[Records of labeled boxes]
## START
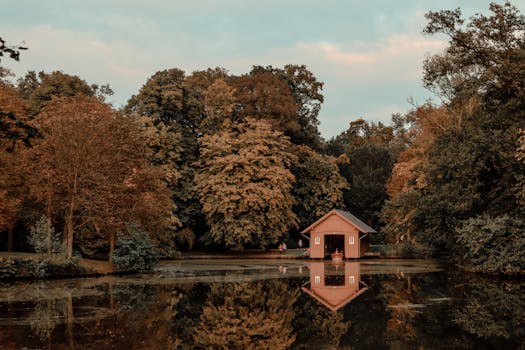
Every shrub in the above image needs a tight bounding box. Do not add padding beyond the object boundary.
[456,215,525,274]
[112,224,159,272]
[370,242,430,259]
[28,215,62,253]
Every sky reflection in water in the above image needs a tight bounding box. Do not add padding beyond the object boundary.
[0,260,525,350]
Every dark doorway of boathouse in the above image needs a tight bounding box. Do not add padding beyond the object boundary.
[324,235,345,258]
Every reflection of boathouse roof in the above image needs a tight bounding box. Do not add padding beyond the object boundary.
[301,209,376,233]
[301,283,368,311]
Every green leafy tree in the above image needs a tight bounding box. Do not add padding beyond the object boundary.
[231,72,301,136]
[250,64,324,152]
[28,215,62,253]
[457,215,525,274]
[385,2,525,263]
[343,143,394,227]
[195,118,297,249]
[291,146,348,228]
[111,224,159,272]
[124,68,207,240]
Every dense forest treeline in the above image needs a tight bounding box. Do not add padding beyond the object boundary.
[0,3,525,273]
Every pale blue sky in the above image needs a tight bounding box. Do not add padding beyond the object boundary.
[0,0,525,138]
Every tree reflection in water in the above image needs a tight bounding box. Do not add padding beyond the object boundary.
[194,280,298,349]
[0,269,525,350]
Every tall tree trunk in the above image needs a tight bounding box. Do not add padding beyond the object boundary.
[7,225,14,252]
[64,204,74,258]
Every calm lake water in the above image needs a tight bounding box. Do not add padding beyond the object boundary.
[0,260,525,350]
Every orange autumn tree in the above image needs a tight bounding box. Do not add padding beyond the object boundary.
[0,81,34,251]
[26,95,171,259]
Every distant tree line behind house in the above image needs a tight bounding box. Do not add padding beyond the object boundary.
[0,2,525,273]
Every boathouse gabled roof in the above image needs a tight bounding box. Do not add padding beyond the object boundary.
[301,209,376,233]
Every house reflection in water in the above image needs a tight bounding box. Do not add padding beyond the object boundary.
[301,261,368,311]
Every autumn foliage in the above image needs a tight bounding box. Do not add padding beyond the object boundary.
[25,95,170,256]
[195,118,297,249]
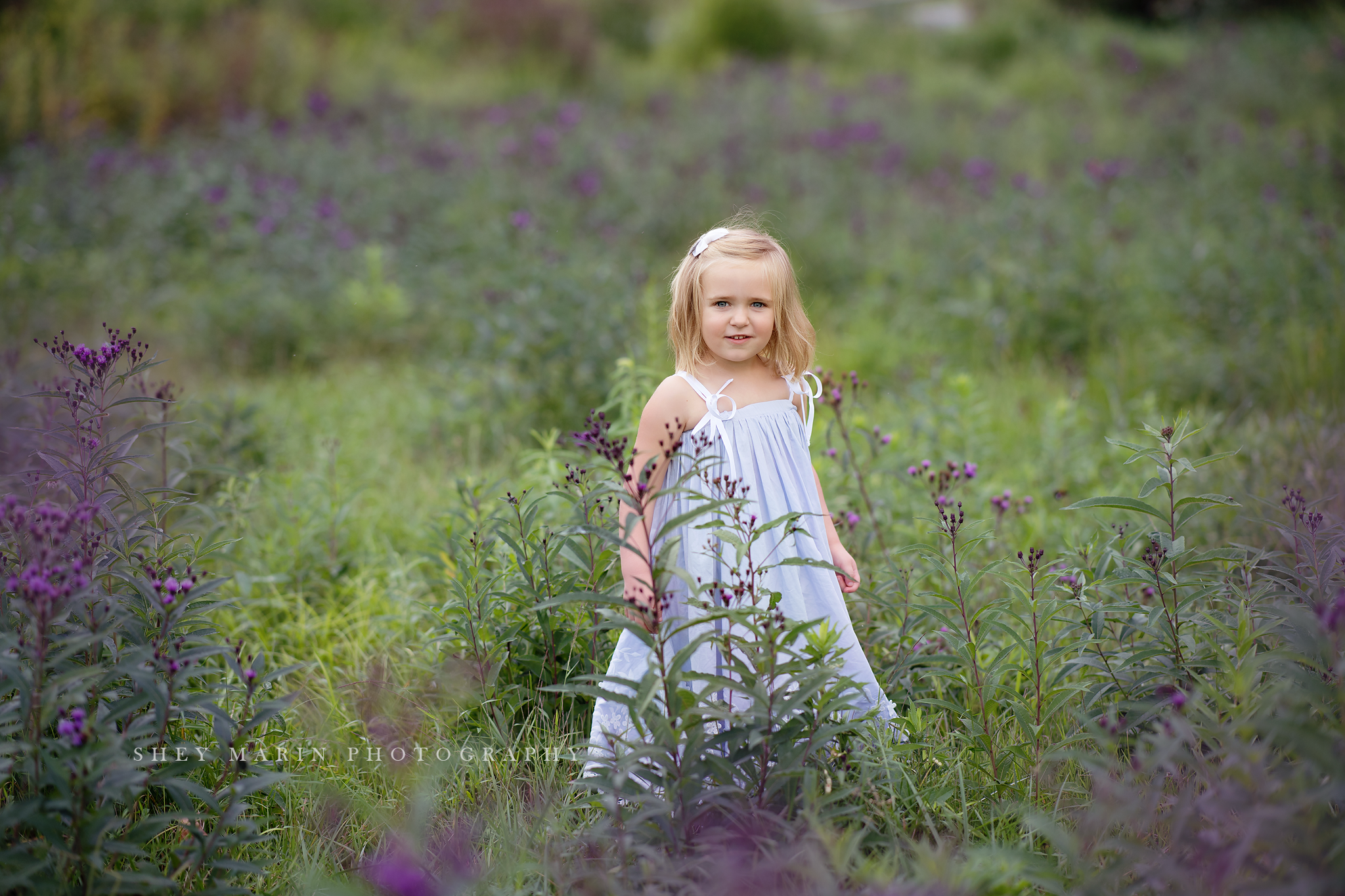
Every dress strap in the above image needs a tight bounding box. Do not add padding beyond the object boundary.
[676,371,742,479]
[785,371,822,446]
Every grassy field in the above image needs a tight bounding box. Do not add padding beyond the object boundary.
[0,1,1345,893]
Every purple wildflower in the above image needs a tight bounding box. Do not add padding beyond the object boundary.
[307,90,332,118]
[873,144,906,177]
[961,158,996,188]
[556,102,584,131]
[56,706,89,747]
[574,168,603,198]
[1084,158,1123,186]
[533,126,561,152]
[359,853,440,896]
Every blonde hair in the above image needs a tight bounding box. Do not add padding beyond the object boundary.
[669,212,816,377]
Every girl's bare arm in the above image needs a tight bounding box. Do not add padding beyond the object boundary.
[620,376,694,631]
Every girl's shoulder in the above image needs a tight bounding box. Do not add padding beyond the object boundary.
[640,373,705,431]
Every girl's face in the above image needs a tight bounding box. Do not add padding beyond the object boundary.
[701,261,775,364]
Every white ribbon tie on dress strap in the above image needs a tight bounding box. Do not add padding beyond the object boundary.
[785,371,822,446]
[676,371,738,479]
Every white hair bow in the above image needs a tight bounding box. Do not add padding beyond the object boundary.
[692,227,729,258]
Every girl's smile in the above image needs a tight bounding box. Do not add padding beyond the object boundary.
[701,262,775,364]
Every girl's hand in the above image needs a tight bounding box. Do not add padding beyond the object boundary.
[831,542,860,594]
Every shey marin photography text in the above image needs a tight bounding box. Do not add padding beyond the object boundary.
[131,743,588,769]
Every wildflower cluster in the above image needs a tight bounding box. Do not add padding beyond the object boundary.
[56,706,89,747]
[906,458,979,507]
[990,489,1032,524]
[140,557,200,607]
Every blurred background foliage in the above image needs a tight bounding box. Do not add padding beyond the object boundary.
[0,0,1345,892]
[0,0,1345,434]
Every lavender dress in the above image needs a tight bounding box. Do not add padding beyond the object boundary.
[589,371,894,756]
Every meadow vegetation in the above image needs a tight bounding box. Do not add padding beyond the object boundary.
[0,0,1345,893]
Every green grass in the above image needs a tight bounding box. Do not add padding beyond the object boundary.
[0,0,1345,893]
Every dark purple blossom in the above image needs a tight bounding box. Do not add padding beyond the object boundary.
[533,125,561,153]
[574,168,603,198]
[56,706,89,747]
[961,158,996,190]
[873,144,906,177]
[1317,588,1345,631]
[556,102,584,131]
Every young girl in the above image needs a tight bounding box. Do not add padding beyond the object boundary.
[590,227,893,752]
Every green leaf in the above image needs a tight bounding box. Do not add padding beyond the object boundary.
## END
→ AIM: Pull every line of the material above into your answer word for word, leaving out the pictures.

→ EXERCISE OUTPUT:
Every shrub in the above image needs a tight bounding box. Do not add padding beyond the object boundary.
[456,215,525,274]
[112,224,159,272]
[370,242,430,259]
[28,215,62,253]
Every sky reflection in water in the above image needs a tight bounding box. Do not add padding beyond the object boundary.
[0,260,525,350]
Every dark doorway of boathouse in the above image needs a tight bounding box. Do not add padding beyond the object boundary.
[324,235,345,258]
Every reflection of boathouse roof in the above image needs a tight bounding box. Do not add padding beyond the object boundary.
[301,209,376,233]
[301,283,368,311]
Every green leafy tree in the above image needs a tight bounding box. Do not add padding beyond the object boundary.
[231,72,301,136]
[250,64,324,152]
[28,215,62,253]
[457,215,525,274]
[385,2,525,263]
[343,143,394,227]
[195,118,297,249]
[291,146,348,228]
[111,224,159,272]
[124,68,207,240]
Every dense forest treeline in the above image needs a tight bounding box. Do not add padding beyond the object boundary.
[0,3,525,273]
Every pale blue sky in the above image needs a tight bounding box. Do not add padding beyond the object boundary.
[0,0,525,138]
Every tree reflection in water in the above image needs a tight bounding box. Do not add padding beyond the object boundary.
[194,280,298,349]
[0,269,525,350]
Every tall tree trunk in the above image needs a tight bounding box. Do not add padding beyond the object boundary.
[7,225,14,252]
[64,204,74,258]
Every calm lake water in the above image needs a tight bounding box. Do not add padding beyond the object boundary.
[0,260,525,350]
Every orange autumn tree in the above image needs a tight bounding box. Do not add padding beyond the object boundary.
[0,81,34,251]
[26,95,171,259]
Every distant tree line behind house in the above image needs a tight bounding box. Do not add padding beyond the object boundary.
[0,2,525,273]
Every boathouse gabled roof in the above image needs a tight bounding box. Do not add padding beyond the object boundary.
[301,209,376,233]
Every house reflection in water in the above image needs a tight bounding box. Do not add padding beyond the object boundary.
[301,261,368,311]
Every autumn foliage in the above image needs a tight bounding box. Do not add padding beyond the object boundary.
[25,95,170,256]
[195,118,297,249]
Every dress strap in the above image needs a tight bounding box. Do not add padding beyond the object boundary.
[676,371,742,479]
[785,371,822,446]
Every grassy field in the above image needs a tight bounding box. Do not add padding beyond the object boundary.
[0,1,1345,893]
Every purple wildflower in the above image needs a tight bounding box. Do not add padding beyond the object boundary.
[307,90,332,118]
[873,144,906,177]
[961,158,996,188]
[556,102,584,131]
[56,706,89,747]
[574,168,603,198]
[1084,158,1123,186]
[533,126,561,152]
[359,853,440,896]
Every blonde hair in the above image needs a tight bounding box. Do not add padding beyond the object boundary.
[669,212,816,377]
Every girl's bare arm in the above image needs a tight bounding box. Do not add padding beyond the object boundary.
[620,376,694,631]
Every girl's shoulder in the above image needs a tight bounding box. Do not add padding beyond the object boundary.
[640,373,705,431]
Every girl's face in the above image needs a tight bounding box. Do not add padding beyond the object boundary.
[701,261,775,364]
Every white ribbon tie on dress strap in the above image needs a tight bounding box. Do not add padding beyond the object boundary.
[785,371,822,446]
[676,371,738,479]
Every white hair bow in the above image needs a tight bounding box. Do not add padding beyond the object boundary.
[692,227,729,258]
Every girl's smile in the above image needs a tight bounding box. Do not add padding beyond the object boundary.
[701,262,775,364]
Every girl's hand in the above image needs a tight bounding box. Do not add padding beyond the object boundary.
[831,542,860,594]
Every shey marin photography text in the above image needs a tight bounding box. Do not add padding beyond the object boundary.
[131,743,588,769]
Every wildflower cluster in the above image needs a tight bounding box. Do not add padding beyond the object boundary.
[56,706,89,747]
[906,458,979,507]
[990,489,1032,524]
[140,557,200,607]
Every blurred background foliage in the above image needs a tight bounding box. Do not add padding beyond the object boundary.
[0,0,1345,892]
[0,0,1345,434]
Every lavender dress in the above image needs a tight bounding box. Do not add padding beyond the object boundary.
[589,371,894,756]
Every meadow vegetation in the above image needs a tight bounding box. Do not add padding beyond the object boundary.
[0,0,1345,893]
Every green grass in the above image needs a tight bounding box. Do not add padding beyond the object boundary.
[0,0,1345,893]
Every dark purple blossom in the above image needs a tight bounding box. Do not add padding beyond the object boundary.
[533,125,561,153]
[574,168,603,198]
[56,706,89,747]
[961,158,996,190]
[873,144,906,177]
[1317,588,1345,631]
[556,102,584,131]
Every young girl in the above image needs a tight bounding box. Do not add padding beyond the object boundary.
[590,227,893,752]
Every green leaf in the above image needs a tight bounding box. Do not add padding beyond the object boundary.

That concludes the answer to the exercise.